EXERCISE REQUIREMENTS ->
Using the listing, copy each whole line that features "grpc".

EXERCISE DATA ->
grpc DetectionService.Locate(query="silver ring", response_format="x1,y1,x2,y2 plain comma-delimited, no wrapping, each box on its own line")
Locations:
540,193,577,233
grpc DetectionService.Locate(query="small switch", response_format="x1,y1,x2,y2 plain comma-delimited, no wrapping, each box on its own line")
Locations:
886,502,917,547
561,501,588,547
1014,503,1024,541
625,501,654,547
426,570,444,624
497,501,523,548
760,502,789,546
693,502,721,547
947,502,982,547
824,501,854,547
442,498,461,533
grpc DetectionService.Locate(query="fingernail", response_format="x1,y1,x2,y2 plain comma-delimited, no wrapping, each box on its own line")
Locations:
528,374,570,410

SOLUTION TO THIS EXERCISE ->
grpc DetectionService.Locate(query="silver ring", response_format="x1,y1,x2,y2 plain comma-delimited, no wrapping, each box on its own line")
grpc DetectionService.Locate(query="small switch", response_format="x1,y1,x2,y2 plain comma-delimited, no wrapping, each box on its own line")
grpc DetectionService.Locate(query="fingernail", response_format="x1,y1,x2,y2 plain comma-delimited, no wrapping, each box on its own line")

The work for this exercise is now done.